-- TASK DIRECTIONS --
Restate all of the data exactly.
※
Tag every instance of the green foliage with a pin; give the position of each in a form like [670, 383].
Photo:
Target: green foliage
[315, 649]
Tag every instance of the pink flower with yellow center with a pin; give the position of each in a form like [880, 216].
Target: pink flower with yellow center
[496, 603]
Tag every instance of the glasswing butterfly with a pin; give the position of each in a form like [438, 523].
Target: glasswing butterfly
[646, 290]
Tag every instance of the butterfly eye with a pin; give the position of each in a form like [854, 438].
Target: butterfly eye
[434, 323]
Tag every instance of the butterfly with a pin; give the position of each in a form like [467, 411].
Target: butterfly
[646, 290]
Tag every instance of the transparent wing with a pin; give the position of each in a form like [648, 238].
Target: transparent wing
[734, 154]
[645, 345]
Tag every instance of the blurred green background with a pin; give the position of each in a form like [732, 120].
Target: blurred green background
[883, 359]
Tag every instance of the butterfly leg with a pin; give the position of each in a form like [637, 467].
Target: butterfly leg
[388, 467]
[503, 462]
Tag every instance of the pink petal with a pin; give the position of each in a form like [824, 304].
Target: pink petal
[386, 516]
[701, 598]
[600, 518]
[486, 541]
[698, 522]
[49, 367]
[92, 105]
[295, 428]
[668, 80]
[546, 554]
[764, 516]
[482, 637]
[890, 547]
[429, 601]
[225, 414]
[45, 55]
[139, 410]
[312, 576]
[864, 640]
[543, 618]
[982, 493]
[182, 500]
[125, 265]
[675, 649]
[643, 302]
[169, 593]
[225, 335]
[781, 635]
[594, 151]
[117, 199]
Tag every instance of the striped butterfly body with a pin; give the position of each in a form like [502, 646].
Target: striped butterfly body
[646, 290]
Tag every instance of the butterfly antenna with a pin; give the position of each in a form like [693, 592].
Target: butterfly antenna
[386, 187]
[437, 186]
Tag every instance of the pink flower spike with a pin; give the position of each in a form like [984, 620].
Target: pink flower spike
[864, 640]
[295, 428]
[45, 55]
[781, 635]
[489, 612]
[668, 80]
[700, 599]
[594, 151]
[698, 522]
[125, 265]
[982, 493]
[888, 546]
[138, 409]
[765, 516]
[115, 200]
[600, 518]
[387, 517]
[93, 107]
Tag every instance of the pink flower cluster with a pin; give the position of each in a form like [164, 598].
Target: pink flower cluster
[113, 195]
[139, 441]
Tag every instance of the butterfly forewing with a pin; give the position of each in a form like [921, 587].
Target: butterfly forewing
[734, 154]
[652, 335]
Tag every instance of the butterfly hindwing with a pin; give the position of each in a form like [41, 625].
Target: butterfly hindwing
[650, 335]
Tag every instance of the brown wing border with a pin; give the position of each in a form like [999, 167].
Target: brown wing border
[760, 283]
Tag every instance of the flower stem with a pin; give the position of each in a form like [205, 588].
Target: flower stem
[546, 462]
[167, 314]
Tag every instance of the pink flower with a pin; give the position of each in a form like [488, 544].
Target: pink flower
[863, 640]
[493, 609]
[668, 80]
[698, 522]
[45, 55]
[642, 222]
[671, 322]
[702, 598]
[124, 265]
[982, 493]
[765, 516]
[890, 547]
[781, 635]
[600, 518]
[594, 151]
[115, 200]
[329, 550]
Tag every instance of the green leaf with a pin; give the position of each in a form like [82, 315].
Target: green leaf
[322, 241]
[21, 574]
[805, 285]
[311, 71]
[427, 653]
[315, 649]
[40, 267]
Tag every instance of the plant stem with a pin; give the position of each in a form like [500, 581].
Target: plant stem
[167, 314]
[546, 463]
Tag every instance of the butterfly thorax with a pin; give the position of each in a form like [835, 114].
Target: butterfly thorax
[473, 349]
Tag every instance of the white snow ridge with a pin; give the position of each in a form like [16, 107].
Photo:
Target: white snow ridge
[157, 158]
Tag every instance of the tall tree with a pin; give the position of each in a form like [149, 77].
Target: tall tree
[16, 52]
※
-- TASK SOLUTION --
Tag every instance of the green foliage with a pin; give the position of each in a form like [670, 383].
Photo:
Target: green foliage
[315, 649]
Tag every instance of the pink flower with yellow center with a pin; give the position of each in a form like [880, 216].
Target: pink flower with yellow center
[496, 603]
Tag every instance of the glasswing butterfly with a pin; give the position of each in a form like [438, 523].
Target: glasswing butterfly
[646, 290]
Tag every instance of the butterfly eye with a pin; give the position of each in a form like [854, 438].
Target: butterfly eye
[434, 323]
Tag every instance of the butterfly with a pin; give the position of each in a form like [467, 411].
Target: butterfly
[646, 290]
Tag every instance of the transparent wing with a pin; give the position of each in a form like [648, 238].
Target: transparent wing
[734, 154]
[645, 345]
Tag every instance of the blurred green background with a pin; give the position of each in a form like [732, 120].
Target: blurred green background
[883, 359]
Tag every instance of the butterfly leg with a pin; give the position of each in a form like [637, 467].
Target: butterfly leg
[388, 467]
[503, 462]
Tag every instance of the pink petal with a pin; give the position of each in a form like [824, 304].
Target: pink petal
[386, 516]
[701, 598]
[600, 518]
[486, 541]
[698, 522]
[49, 367]
[92, 105]
[295, 428]
[668, 80]
[546, 554]
[764, 516]
[482, 637]
[890, 547]
[429, 601]
[225, 414]
[45, 55]
[139, 410]
[312, 576]
[864, 640]
[543, 618]
[982, 493]
[182, 500]
[125, 265]
[675, 649]
[643, 302]
[169, 593]
[225, 335]
[781, 635]
[594, 151]
[117, 199]
Tag every instance of the striped butterfly body with a pin; give the position of each in a form like [502, 646].
Target: striped butterfly body
[646, 290]
Tag every instance of the butterfly antenna with a pin; give the position of each in a form like [693, 592].
Target: butterfly antenna
[386, 187]
[437, 186]
Tag every instance of the pink flower spike with a pin; give the position of each in a form like [984, 620].
Target: pink flower spike
[864, 640]
[295, 428]
[45, 55]
[781, 635]
[489, 612]
[668, 80]
[700, 599]
[594, 151]
[698, 522]
[125, 265]
[982, 493]
[888, 546]
[138, 409]
[765, 516]
[115, 200]
[600, 518]
[387, 517]
[93, 107]
Tag every instance of the pink flower cluster with a pin; give the position of each in a form like [164, 598].
Target: pink flower cluster
[113, 195]
[139, 441]
Tag every instance of the butterfly forewing with a pin; give the position of each in a form like [921, 587].
Target: butterfly forewing
[734, 154]
[652, 335]
Tag every instance of the butterfly hindwing with a pin; give the position of each in a form like [41, 625].
Target: butterfly hindwing
[650, 335]
Tag every instance of the brown wing border with a pin; give the position of each in a form like [999, 167].
Target: brown wing border
[760, 283]
Tag every instance of the flower stem with a pin; give the position of each in a form like [205, 588].
Target: flower stem
[546, 462]
[167, 314]
Tag every instance of the pink flower with a pin; give the position of each in a form like [488, 544].
Target: pink flower
[863, 640]
[493, 609]
[668, 80]
[698, 522]
[45, 55]
[642, 222]
[671, 322]
[702, 598]
[124, 265]
[982, 493]
[765, 516]
[890, 547]
[781, 635]
[600, 518]
[594, 151]
[115, 200]
[329, 550]
Tag every instance of the green leaf with a pin; give the position of each in a form like [82, 315].
Target: green leaf
[322, 241]
[21, 574]
[805, 285]
[311, 71]
[427, 653]
[315, 649]
[40, 267]
Tag every instance of the plant stem with a pin; give the position of each in a form like [500, 581].
Target: plant stem
[167, 314]
[546, 463]
Tag every instance of the butterfly thorax with a pin; give the position of each in a form like [835, 114].
Target: butterfly thorax
[473, 349]
Tag every instance of the white snow ridge with a pin; give the position of each in a form like [16, 107].
Photo:
Target: white snow ridge
[157, 158]
Tag every instance of the tall tree with a pin; give the position of each in a form like [149, 77].
Target: tall tree
[16, 52]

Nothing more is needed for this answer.